WORK REQUEST → Here the job is to restate every entry word for word.

INPUT RECORDS →

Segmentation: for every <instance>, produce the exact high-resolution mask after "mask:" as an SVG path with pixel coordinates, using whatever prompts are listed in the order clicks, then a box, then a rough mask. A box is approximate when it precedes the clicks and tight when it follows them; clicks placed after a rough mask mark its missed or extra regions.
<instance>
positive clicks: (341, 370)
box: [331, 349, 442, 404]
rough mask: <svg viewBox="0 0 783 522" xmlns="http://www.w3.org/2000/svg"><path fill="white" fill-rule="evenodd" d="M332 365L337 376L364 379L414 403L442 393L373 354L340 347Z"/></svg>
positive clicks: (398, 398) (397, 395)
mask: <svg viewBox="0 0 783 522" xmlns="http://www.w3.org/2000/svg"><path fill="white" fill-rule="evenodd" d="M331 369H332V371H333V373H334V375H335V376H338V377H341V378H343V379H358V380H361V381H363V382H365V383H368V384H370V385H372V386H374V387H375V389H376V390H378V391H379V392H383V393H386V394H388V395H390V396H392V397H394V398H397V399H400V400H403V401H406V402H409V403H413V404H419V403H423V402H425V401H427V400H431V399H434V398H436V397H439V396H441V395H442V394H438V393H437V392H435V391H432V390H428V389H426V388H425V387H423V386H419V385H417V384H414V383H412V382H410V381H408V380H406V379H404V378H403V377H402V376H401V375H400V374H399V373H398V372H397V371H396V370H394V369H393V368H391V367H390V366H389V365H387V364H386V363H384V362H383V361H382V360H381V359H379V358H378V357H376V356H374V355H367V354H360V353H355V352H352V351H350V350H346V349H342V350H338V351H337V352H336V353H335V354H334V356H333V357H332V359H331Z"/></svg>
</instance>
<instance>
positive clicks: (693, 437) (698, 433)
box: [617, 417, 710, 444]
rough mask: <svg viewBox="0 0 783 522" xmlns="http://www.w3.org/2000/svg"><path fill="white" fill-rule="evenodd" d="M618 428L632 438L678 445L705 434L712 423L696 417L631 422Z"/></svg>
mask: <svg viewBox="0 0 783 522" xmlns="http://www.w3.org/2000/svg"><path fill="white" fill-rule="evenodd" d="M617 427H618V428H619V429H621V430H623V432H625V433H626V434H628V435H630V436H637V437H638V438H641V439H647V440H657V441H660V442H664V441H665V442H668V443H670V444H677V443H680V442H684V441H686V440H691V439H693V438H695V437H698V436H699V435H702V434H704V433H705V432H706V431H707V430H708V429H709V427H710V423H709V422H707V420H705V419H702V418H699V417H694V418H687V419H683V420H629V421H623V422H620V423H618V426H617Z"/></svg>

OUTPUT BELOW →
Segmentation: for every <instance>, produce the exact high-resolution mask after "mask:" as an SVG path with pixel coordinates, using whatever prompts are listed in the order clicks, then a box, then a rough mask. A box is approximate when it precedes the clicks and tight when it follows them; clicks placed after a rough mask mark its missed or extra regions.
<instance>
positive clicks: (341, 370)
box: [331, 349, 442, 404]
rough mask: <svg viewBox="0 0 783 522" xmlns="http://www.w3.org/2000/svg"><path fill="white" fill-rule="evenodd" d="M332 365L337 376L364 379L414 403L442 393L373 354L340 347Z"/></svg>
positive clicks: (398, 398) (397, 395)
mask: <svg viewBox="0 0 783 522" xmlns="http://www.w3.org/2000/svg"><path fill="white" fill-rule="evenodd" d="M331 369H332V371H333V373H334V375H335V376H338V377H341V378H343V379H358V380H361V381H363V382H365V383H368V384H370V385H372V386H374V387H375V389H376V390H378V391H379V392H383V393H386V394H388V395H390V396H392V397H394V398H397V399H400V400H403V401H406V402H409V403H413V404H419V403H423V402H425V401H427V400H431V399H434V398H436V397H439V396H441V395H442V394H438V393H437V392H435V391H432V390H428V389H426V388H425V387H423V386H419V385H417V384H414V383H412V382H410V381H408V380H406V379H404V378H403V377H402V376H401V375H400V374H399V373H398V372H397V371H396V370H394V369H393V368H391V367H390V366H389V365H387V364H386V363H384V362H383V361H382V360H381V359H379V358H378V357H376V356H374V355H367V354H360V353H355V352H352V351H350V350H346V349H342V350H338V351H337V352H336V353H335V354H334V356H333V357H332V359H331Z"/></svg>
</instance>
<instance>
positive clicks: (693, 437) (698, 433)
box: [617, 417, 710, 444]
rough mask: <svg viewBox="0 0 783 522" xmlns="http://www.w3.org/2000/svg"><path fill="white" fill-rule="evenodd" d="M618 428L632 438L678 445L705 434L712 423L696 417L631 422Z"/></svg>
mask: <svg viewBox="0 0 783 522" xmlns="http://www.w3.org/2000/svg"><path fill="white" fill-rule="evenodd" d="M617 427H618V428H619V429H621V430H623V432H625V433H626V434H628V435H630V436H637V437H638V438H641V439H647V440H657V441H660V442H664V441H665V442H668V443H670V444H677V443H680V442H684V441H686V440H691V439H693V438H695V437H698V436H699V435H702V434H704V433H705V432H706V431H707V430H708V429H709V427H710V423H709V422H707V420H705V419H702V418H699V417H694V418H687V419H683V420H629V421H623V422H620V423H618V426H617Z"/></svg>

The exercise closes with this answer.